◆ PAGE EXTRACT ◆
·····
Currently, the U.S. is looking down the barrel of a China that is determined to “reunite” with Taiwan. The combined forces of Taiwan, the U.S. and Japan are determined to resist. Most war games start with an amphibious and aerial assault on Taiwan. Naval analysts believe that instead of rushing to assist Taiwan with its defense, the ships of the Seventh Fleet, with the nuclear-powered USS Ronald Reagan aircraft carrier at the center, will retreat to safer waters, out of missile range. It makes sense. Why risk a $4.5 billion carrier? The U.S. Navy has not lost a carrier since World War II.
But that will remove the U.S. Navy as a factor in the conflict, concludes a RAND study. Up to a thousand miles from the action, it will be difficult for Navy fixed-wing aircraft on board the carrier or missiles from its destroyers to reach their targets, leaving the conflict to the U.S. Air Force, which has long-range bombers.
The days of sailing into view with big battleships and having people capitulate, such as Commodore Matthew Perry did when he sailed his four warships into Tokyo harbor, are long gone.
Of all the branches of the military, it may be the U.S. Navy that is most bound by tradition. Tech companies grow frustrated by the Navy’s reluctance to adopt the latest technology, choosing instead to keep funding big ships and supporting big shipyards.
Ben Rich, who took over Lockheed’s Skunk Works from its creator, the legendary Clarence “Kelly” Johnson, tells how Kelly made him promise to not have anything to do with the Navy. The “blue suiters” (Air Force) were much more appreciative of what the Skunk Works had to offer. After the success of Lockheed’s Skunk Works, their ability to deliver on the impossible, aircraft that were invisible to radar (the F-117 Nighthawk) and cruised at Mach 3 (the SR-71 Blackbird), similar operations popped up for government agencies and companies.
The U.S. Navy may have its own skunk works. It is their robot operations center that operates in Bahrain. It has an annual budget equal to the cost of one year’s fuel for an Arleigh Burke-class destroyer.
Here in the Persian Gulf’s warm waters is a shoestring operation by the U.S. Navy that is conducting experiments for future Navy unmanned vessels and AI programs. While the U.S. Navy buys destroyers for $2 billion each, the undermanned and underfunded operation goes begging for money.
The T-38 Devil Ray, faster than anything the Navy sails, is being tested in Bahrain. Nearby is a solar-powered, autonomous vessel that can go 3 months without being refueled, potentially giving the Navy an unmatched ability for coverage, such as the Fifth Fleet needs to detect Iranian ships in the Persian Gulf.
The experiment in Bahrain started after Admiral Lorin Selby (now retired), then the chief of the Office of Naval Research, suggested the Navy try using unmanned vessels in a naval exercise off San Diego in 2012. Selby lobbied to get the Navy to procure thousands of unmanned vessels and create a new post, a high rank with the authority and budget to build a next-generation fleet consisting of both manned and unmanned vessels, but he encountered too many roadblocks.
“You now run up against the machine—the people who just want to kind of continue to do what we’ve always done,” Selby said in an interview in the New York Times. “The budgeting process, the congressional process, the industrial lobbying efforts. It is all designed to continue to produce what we’ve already got and make it a little better. But that is not good enough.”
·····
◆ TASK SET ◆
1. According to the Navy extract, why would pulling the Seventh Fleet back to safer waters take the U.S. Navy out of a conflict over Taiwan? Answer in one to three sentences.
2. Set down the passage of the Navy extract that opens with the words "But that will" and closes with "has long-range bombers.".
The listing comes from a separate source.

◆ Entries taken from a collection ◆
·····
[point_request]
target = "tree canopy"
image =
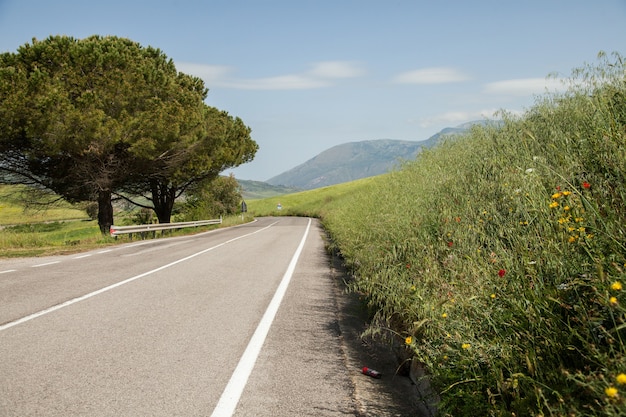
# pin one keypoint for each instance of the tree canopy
(95, 117)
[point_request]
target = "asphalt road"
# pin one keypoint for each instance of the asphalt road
(243, 321)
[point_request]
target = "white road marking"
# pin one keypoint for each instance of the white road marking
(119, 284)
(46, 264)
(238, 380)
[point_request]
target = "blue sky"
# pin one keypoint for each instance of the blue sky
(307, 75)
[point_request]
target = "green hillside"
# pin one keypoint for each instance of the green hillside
(498, 260)
(348, 162)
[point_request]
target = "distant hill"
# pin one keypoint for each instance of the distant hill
(258, 189)
(355, 160)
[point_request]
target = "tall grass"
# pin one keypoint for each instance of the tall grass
(498, 259)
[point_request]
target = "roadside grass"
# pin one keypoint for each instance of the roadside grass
(498, 259)
(14, 210)
(64, 229)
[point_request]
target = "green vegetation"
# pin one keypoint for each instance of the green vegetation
(104, 117)
(498, 259)
(31, 227)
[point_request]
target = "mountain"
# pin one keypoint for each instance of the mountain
(355, 160)
(258, 189)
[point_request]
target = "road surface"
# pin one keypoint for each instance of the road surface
(243, 321)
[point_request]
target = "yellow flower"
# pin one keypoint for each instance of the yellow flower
(611, 392)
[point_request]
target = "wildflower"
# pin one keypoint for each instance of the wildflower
(611, 392)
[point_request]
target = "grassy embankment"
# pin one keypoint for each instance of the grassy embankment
(498, 259)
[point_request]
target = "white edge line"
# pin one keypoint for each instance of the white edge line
(46, 264)
(119, 284)
(238, 380)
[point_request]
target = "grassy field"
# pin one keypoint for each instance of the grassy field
(38, 230)
(498, 259)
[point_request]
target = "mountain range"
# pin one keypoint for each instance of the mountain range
(354, 160)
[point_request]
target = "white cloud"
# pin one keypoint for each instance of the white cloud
(454, 118)
(336, 69)
(320, 75)
(525, 86)
(436, 75)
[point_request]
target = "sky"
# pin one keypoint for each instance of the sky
(307, 75)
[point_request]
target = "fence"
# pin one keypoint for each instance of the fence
(143, 228)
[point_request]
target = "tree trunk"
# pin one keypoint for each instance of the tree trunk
(163, 200)
(105, 211)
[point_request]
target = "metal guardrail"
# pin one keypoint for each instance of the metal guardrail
(142, 228)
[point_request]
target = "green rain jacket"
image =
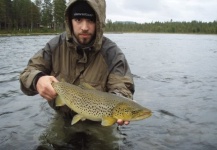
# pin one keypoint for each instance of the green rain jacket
(102, 65)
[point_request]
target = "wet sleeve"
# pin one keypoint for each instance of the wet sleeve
(39, 64)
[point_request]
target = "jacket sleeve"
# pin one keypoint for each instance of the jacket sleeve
(40, 63)
(120, 79)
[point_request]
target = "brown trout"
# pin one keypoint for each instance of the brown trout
(95, 105)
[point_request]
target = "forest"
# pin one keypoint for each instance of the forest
(47, 16)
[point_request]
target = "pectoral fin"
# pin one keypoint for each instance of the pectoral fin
(59, 101)
(76, 118)
(108, 121)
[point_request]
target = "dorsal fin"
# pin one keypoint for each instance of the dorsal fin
(86, 86)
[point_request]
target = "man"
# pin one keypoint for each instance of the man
(81, 54)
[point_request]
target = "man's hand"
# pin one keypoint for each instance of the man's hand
(121, 122)
(45, 88)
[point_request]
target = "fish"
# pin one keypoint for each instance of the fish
(89, 103)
·····
◆ ANSWERS FOR THE TASKS ◆
1. Up to a thousand miles from the action, the carrier's fixed-wing aircraft and the destroyers' missiles would have difficulty reaching their targets. The conflict would then be left to the U.S. Air Force and its long-range bombers.

2.
But that will remove the U.S. Navy as a factor in the conflict, concludes a RAND study. Up to a thousand miles from the action, it will be difficult for Navy fixed-wing aircraft on board the carrier or missiles from its destroyers to reach their targets, leaving the conflict to the U.S. Air Force, which has long-range bombers.